---------- GIVEN DATA ----------

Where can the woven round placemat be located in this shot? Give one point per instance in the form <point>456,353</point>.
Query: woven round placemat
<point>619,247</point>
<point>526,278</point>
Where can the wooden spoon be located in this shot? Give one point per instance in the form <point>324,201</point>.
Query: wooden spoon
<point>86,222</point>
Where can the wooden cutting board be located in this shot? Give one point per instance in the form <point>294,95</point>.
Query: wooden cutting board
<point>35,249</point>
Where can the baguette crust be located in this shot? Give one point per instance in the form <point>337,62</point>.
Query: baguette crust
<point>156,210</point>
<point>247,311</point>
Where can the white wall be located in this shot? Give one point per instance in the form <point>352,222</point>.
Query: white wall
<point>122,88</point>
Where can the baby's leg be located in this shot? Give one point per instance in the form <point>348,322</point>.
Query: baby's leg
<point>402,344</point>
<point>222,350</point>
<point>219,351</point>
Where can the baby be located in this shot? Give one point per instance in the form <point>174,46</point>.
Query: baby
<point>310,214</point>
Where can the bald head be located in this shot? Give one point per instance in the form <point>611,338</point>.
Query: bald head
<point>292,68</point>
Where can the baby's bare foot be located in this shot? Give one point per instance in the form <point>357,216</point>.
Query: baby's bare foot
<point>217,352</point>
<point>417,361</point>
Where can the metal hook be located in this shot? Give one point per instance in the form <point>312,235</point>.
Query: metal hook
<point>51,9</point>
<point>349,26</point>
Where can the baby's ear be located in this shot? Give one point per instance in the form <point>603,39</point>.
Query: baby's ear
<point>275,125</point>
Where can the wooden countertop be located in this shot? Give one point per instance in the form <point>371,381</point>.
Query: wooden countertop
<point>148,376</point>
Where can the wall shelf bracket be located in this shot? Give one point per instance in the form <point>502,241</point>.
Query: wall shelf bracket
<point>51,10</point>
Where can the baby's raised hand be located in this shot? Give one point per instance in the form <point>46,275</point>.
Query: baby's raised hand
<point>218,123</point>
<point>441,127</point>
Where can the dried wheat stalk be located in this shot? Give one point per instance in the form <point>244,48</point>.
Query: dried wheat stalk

----------

_TASK DESCRIPTION_. Arrange every line of the items above as a numbered list, leaving out any blank lines.

_ANSWER TO THE PROBLEM_.
1. Where can the woven round placemat be located in this shot? Give one point per instance in the form <point>456,353</point>.
2. Query: woven round placemat
3. <point>619,247</point>
4. <point>526,278</point>
5. Where can the wooden spoon be located in this shot? Give one point per instance in the form <point>324,201</point>.
6. Query: wooden spoon
7. <point>86,222</point>
8. Where can the wooden cutting board be located in this shot? Give one point per instance in the form <point>294,95</point>.
9. Query: wooden cutting board
10. <point>35,249</point>
11. Where can the baguette crust be located in this shot? Give one point per instance in the form <point>337,62</point>.
12. Query: baguette crust
13. <point>156,210</point>
14. <point>247,311</point>
15. Where can the white wall be located in this shot? Give one point per instance in the form <point>352,222</point>.
16. Query: white wall
17. <point>122,88</point>
18. Where can the baby's leg be located in this shot? Give one point per instance in the form <point>348,322</point>.
19. Query: baby's leg
20. <point>402,344</point>
21. <point>222,350</point>
22. <point>219,351</point>
23. Where can the baby be located in this shot? Give one point per instance in the form <point>174,46</point>.
24. Query: baby
25. <point>310,214</point>
26. Where can the bald head be located in this shot? Give one point per instance in the form <point>611,338</point>.
27. Query: bald head
28. <point>292,68</point>
29. Where can the baby's bare foot be located in this shot? Give one point per instance in the form <point>357,216</point>.
30. Query: baby's bare foot
31. <point>217,352</point>
32. <point>417,361</point>
33. Where can the metal hook be located in this shot? Give one point per instance in the form <point>312,235</point>.
34. Query: metal hook
35. <point>51,9</point>
36. <point>349,26</point>
37. Where can the baby's ear be located in this shot? Give one point per instance in the form <point>603,39</point>.
38. Query: baby's ear
39. <point>275,125</point>
40. Where can the wooden countertop be located in this shot? Give one point per instance in the form <point>371,381</point>.
41. Query: wooden countertop
42. <point>148,376</point>
43. Where can the wall shelf bracket be located in this shot? Give one point per instance in the form <point>502,241</point>.
44. Query: wall shelf bracket
45. <point>51,10</point>
46. Where can the baby's raised hand be located in this shot? Give one point per instance in the form <point>46,275</point>.
47. Query: baby's raised hand
48. <point>218,123</point>
49. <point>441,127</point>
50. Where can the dried wheat stalk be located in this shot? Give one point per instance in the form <point>244,48</point>.
51. Query: dried wheat stalk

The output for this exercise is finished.